═════ Document segment ═════

= Listed buildings in Boscobel =

Boscobel was a civil parish in Shropshire, England. It contained six listed buildings that are recorded in the National Heritage List for England. Of these, one is listed at Grade II*, the middle of the three grades, and the others are at Grade II, the lowest grade. The parish did not contain a significant settlement, and its major building is Boscobel House. This is listed, and all the other listed buildings in the parish are associated with it.

═════

#### What you will do
Can you reproduce, word for word, the stretch of the Boscobel listed-buildings text from "Boscobel was a" through "associated with it."?

═════ Record excerpts ═════

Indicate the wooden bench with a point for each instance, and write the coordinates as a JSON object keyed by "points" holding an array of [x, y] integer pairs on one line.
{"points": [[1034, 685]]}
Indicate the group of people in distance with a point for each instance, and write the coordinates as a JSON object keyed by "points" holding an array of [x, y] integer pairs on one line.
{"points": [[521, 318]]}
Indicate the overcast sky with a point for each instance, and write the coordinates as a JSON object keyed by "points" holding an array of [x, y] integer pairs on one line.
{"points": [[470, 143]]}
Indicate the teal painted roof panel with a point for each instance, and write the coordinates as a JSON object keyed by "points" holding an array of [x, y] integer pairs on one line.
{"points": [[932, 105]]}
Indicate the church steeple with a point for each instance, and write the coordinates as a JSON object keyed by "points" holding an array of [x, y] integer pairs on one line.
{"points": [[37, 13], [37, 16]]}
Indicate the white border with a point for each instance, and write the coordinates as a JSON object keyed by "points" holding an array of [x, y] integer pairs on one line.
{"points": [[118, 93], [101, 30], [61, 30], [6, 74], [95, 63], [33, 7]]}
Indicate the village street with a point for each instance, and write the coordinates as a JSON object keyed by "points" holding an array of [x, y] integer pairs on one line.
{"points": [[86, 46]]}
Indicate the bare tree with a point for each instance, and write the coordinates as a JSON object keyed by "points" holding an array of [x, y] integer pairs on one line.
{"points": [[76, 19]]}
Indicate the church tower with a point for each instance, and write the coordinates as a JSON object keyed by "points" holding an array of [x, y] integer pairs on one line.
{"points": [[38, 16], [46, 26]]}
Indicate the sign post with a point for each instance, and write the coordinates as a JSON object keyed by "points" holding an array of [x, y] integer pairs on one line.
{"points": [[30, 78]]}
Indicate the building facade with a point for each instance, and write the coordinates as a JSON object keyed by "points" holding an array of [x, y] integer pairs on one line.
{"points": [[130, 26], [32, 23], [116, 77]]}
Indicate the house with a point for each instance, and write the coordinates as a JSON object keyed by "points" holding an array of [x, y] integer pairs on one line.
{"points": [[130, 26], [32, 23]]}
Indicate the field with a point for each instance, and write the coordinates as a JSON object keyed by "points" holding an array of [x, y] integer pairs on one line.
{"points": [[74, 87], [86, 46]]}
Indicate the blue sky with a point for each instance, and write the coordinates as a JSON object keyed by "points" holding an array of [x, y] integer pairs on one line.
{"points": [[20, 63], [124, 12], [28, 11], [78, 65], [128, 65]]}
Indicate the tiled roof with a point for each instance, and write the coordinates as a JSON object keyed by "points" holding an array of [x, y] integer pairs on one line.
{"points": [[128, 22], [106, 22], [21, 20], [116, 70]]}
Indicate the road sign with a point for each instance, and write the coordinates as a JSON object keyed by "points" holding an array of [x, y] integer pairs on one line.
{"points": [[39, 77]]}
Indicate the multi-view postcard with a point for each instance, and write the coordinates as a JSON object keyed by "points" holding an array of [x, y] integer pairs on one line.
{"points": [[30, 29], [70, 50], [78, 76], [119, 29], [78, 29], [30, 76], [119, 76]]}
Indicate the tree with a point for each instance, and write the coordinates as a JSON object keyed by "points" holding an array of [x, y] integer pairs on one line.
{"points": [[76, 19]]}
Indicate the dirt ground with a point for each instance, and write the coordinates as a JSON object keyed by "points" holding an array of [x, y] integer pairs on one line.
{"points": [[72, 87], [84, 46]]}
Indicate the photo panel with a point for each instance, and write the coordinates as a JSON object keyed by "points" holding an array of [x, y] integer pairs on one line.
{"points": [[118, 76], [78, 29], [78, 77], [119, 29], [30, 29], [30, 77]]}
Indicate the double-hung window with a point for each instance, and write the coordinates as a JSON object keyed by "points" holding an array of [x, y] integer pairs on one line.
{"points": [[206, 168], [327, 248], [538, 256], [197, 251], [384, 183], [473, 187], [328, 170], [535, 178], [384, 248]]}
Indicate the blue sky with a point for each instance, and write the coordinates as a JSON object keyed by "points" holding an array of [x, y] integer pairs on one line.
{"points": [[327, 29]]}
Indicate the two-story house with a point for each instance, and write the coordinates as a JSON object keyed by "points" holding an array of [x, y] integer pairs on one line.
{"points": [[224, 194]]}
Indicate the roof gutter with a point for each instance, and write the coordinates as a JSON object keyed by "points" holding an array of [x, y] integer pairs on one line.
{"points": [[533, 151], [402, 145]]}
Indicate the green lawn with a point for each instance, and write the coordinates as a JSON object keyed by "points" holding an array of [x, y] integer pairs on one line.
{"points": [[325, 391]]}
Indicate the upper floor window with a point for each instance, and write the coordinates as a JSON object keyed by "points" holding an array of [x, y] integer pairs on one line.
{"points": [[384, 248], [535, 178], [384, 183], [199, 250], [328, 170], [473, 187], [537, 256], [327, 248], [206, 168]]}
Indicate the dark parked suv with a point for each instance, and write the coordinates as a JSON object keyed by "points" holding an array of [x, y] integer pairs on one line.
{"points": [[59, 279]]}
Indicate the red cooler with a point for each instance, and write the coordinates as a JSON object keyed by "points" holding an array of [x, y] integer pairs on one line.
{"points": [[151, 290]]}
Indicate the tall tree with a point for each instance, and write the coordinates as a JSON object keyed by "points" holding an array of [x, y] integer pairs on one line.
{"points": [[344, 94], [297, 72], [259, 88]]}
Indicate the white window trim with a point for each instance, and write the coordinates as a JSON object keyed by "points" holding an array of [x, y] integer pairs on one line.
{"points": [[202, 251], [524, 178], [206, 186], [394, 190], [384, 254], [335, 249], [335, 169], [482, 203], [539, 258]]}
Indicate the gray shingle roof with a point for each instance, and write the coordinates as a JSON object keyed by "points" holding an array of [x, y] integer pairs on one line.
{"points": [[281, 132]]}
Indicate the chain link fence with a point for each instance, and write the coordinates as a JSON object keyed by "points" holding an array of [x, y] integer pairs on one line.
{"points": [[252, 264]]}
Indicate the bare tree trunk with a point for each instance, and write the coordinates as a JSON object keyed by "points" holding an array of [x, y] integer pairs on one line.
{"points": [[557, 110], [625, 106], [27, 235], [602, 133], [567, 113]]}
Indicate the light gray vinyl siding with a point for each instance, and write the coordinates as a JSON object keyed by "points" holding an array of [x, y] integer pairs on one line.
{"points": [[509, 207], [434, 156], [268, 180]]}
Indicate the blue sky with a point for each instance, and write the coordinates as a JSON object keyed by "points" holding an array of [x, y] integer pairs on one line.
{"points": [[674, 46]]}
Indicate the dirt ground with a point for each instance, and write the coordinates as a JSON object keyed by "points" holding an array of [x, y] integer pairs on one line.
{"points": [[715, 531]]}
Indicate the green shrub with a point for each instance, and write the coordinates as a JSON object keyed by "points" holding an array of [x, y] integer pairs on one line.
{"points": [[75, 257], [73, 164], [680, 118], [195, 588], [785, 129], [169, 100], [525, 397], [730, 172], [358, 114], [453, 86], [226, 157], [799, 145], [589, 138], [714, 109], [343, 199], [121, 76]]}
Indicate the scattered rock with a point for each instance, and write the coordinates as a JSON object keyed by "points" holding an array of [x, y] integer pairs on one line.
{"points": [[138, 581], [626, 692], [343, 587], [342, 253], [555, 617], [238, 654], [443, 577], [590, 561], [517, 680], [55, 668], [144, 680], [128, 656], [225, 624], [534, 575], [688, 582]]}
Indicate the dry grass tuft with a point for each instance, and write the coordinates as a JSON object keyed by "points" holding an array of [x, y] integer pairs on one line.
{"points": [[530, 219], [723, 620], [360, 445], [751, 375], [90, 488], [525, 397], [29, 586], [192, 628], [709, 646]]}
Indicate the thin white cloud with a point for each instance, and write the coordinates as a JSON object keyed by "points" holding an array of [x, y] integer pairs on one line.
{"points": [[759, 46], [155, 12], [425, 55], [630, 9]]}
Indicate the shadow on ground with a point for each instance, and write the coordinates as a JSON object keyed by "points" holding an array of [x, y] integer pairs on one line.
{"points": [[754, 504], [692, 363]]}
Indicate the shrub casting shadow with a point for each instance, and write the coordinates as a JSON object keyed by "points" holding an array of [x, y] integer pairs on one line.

═════

#### Solution for this problem
Boscobel was a civil parish in Shropshire, England. It contained six listed buildings that are recorded in the National Heritage List for England. Of these, one is listed at Grade II*, the middle of the three grades, and the others are at Grade II, the lowest grade. The parish did not contain a significant settlement, and its major building is Boscobel House. This is listed, and all the other listed buildings in the parish are associated with it.